## Source passage:
|---|
6.830 | Fall 2010 | Graduate, Undergraduate

Database Systems

Readings

Many of the readings are drawn from the following sources:

Buy at MIT Press Hellerstein, Joseph, and Michael Stonebraker. Readings in Database Systems (The Red Book). 4th ed. MIT Press, 2005. ISBN: 9780262693141.

Ramakrishnan, Raghu, and Johannes Gehrke. Database Management Systems. 3rd ed. McGraw-Hill, 2002. ISBN: 9780072465631.

LEC # TOPICS
1 Introduction (CC)
2 The relational model (MS)
3 Schema design (MS)
4 Introduction to database internals (CC)
5 Database operators and query processing (CC)
6 Indexing and access methods (CC)
7 Buffer pool design and memory management (CC)
8 Join algorithms (CC)
9 Query optimization (CC)
10 Transactions and locking (MS)
11 Optimistic concurrency control (MS)
12 Recovery (MS)
13 Recovery (MS) (cont.)
14 Degrees of consistency (MS)
15

C-store

Guest lecture: Sam Madden, MIT CSAIL
16 Distributed transactions (CC)
17 Parallel databases (CC)
18 Scientific databases (MS)
19 NOSQL (CC)
20 ORM, DryadLINQ (CC)
21 Streaming databases (MS)
22 Database as a service (CC)
23 Final project presentations

In this class, we will begin our discussion of concurrency control and recovery. To prepare for this class, please read:

Franklin, Michael. “Concurrency Control and Recovery (PDF)The Computer Science and Engineering Handbook. 1997. 

As you read, note any terms you are unfamiliar with and come to class prepared to ask questions!

In this lecture, we will continue our discussion of concurrency control and study another approach for isolating transactions called “Optimistic Concurrency Control.” Read:

Kung, H. T., and John T. Robinson. “On Optimistic Methods for Concurrency Control.” ACM Transactions on Database Systems 6, no. 2 (1981): 213-226. In the Red Book.

As you read, note any terms you are unfamiliar with and come to class prepared to answer the following questions:

  • When would you expect that optimistic concurrency control would outperform locking-based concurrency control?
  • Can optimistic concurrency control result in deadlock?
  • How would you implement optimistic concurrency control in SimpleDB?

In this class, we will begin discussing ARIES and recovery. The Franklin paper assigned for Lec #10 includes a good summary of the essentials of the ARIES algorithm.

  • Ramakrishnan and Gehrke. Database Management Systems. Read the section about crash recovery.
  • (Optional) Mohan, C., et al. “ARIES: A Transaction Recovery Method Supporting Fine-Granularity Locking and Partial Rollbacks Using Write-Ahead Logging.” ACM Transactions on Database Systems 17, no. 1 (1992): 94-162. In the Red Book. Read sections 1-7, and skim sections 12 and 13 (long and difficult).

In this lecture, we will continue discussing the ARIES recovery protocol that we began last week. No additional reading is assigned.

Read:

Gray, Jim, et al. “Granularity of Locking and Degrees of Consistency in a Shared Data Base.” From Modeling in Data Base Management Systems. Edited by G. M. Nijssen. 1976. In the Red Book.

This paper presents two distinct ideas: first, the notion that there is a “hierarchy of locking” — e.g., that databases can lock pages, tables, tuples, or fields, and that there is a tradeoff between these various degrees of locking. Second, the paper presents that idea that there are different degrees of consistency which transactions can require, and those different degrees imply different locking disciplines with different performance characteristics.
|---|
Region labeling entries
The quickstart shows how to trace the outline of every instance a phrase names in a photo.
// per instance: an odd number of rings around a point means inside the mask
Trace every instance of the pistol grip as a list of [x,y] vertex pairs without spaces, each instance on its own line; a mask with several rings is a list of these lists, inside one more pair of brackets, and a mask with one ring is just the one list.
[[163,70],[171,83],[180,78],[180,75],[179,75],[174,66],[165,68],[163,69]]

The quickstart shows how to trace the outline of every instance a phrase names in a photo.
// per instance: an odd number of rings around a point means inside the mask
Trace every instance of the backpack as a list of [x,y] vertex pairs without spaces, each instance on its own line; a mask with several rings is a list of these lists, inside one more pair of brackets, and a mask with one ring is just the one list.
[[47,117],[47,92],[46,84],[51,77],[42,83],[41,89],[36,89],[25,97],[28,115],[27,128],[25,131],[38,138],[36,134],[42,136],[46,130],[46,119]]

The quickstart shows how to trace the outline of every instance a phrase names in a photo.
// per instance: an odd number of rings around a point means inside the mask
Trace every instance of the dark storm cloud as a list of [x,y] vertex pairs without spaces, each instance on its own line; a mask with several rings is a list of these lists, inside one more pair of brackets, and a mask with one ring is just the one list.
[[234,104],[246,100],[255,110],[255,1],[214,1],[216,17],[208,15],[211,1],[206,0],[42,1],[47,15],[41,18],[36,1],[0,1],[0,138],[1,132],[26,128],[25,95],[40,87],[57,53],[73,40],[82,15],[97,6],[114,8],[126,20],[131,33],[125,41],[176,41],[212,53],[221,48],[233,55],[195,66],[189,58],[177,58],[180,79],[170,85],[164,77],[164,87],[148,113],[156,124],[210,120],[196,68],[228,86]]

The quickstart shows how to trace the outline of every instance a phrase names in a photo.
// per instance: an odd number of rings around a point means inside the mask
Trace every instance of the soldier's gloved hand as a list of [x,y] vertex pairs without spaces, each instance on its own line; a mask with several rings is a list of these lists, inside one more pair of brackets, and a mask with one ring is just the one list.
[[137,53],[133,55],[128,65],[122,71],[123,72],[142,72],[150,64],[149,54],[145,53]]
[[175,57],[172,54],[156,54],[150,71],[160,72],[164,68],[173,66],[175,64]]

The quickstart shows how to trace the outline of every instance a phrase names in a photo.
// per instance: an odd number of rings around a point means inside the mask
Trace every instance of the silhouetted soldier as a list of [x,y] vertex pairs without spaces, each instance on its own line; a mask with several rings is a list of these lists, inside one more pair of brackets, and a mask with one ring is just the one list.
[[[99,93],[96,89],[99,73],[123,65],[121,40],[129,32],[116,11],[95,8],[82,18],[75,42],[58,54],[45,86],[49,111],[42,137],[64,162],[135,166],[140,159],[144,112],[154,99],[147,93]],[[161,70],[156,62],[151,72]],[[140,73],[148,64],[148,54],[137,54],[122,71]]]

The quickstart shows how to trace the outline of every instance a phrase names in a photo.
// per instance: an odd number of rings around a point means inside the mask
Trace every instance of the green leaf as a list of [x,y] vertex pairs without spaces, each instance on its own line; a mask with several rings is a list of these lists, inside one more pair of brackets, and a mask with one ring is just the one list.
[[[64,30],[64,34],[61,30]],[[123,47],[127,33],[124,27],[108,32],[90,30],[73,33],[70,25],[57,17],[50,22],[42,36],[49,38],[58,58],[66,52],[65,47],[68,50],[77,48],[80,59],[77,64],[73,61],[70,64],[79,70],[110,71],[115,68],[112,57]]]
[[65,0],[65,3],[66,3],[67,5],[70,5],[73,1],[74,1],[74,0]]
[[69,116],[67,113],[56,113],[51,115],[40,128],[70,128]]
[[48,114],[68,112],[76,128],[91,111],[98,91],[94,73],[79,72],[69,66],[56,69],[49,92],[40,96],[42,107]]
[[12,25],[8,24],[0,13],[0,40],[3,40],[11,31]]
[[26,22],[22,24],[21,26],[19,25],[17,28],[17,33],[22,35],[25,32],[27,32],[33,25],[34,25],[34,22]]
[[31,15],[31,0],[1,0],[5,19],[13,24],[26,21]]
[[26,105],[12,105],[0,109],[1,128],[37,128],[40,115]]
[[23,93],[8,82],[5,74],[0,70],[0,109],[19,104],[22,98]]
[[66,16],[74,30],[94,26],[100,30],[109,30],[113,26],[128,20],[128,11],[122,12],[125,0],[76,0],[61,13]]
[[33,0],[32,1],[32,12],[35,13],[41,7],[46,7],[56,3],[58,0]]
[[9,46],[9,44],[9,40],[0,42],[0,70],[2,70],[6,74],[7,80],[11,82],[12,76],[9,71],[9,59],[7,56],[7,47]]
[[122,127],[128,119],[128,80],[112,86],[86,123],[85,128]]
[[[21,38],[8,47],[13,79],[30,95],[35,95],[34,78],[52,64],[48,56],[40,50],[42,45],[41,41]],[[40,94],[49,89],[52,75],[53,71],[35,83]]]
|---|
Carry on the database systems course readings from the point where they stop, keeping the same style of lecture-by-lecture reading notes.

As you read the paper, consider the following questions:

  1. What is the tradeoff between coarse granularity (e.g., table-level) and fine granularity (e.g., tuple-level) locks in a database system?
  2. How does hierarchical locking help address the phantom problem (hint: see page 374 and the discussion of index-interval locks.)
  3. What are the performance tradeoffs between the different degrees of locking?
  4. How does degree-0 locking ensure compatibility with all other locking modes?

Read:

Stonebraker, Michael, et al. C-Store: A Column-oriented DBMS. Proceedings of the 31st VLDB Conference, 2005. (PDF)

This paper discusses the C-Store system, which is a read-optimized database system with a novel physical arrangement of data on disk, as well as an unusual approach to recovery and query processing

As you read the paper, consider the following questions:

  1. Why does the C-Store idea of arranging data as columns improve query performance?
  2. How does C-Store propose to do recovery? Is there an advantage to this approach?
  3. How does C-Store isolate transactions? Do you think this is a good idea?

We will continue our discussion of parallel and distributed query processing. You should read:

Mohan, C., B. Lindsay, and R. Obermarck. “Transaction Management in the R* Distributed Database Management Systems.” ACM Transactions on Database Systems 11, no. 4 (1986): 378-396. In the Red Book.

This paper discusses distributed transactions, addressing the problem of providing ACID-style semantics in a shared nothing environment.

As you read the paper, consider the following questions:

  1. In the “R*” paper, how does the two phase commit (2PC) protocol work? What problem does it solve? What are the costs of using it?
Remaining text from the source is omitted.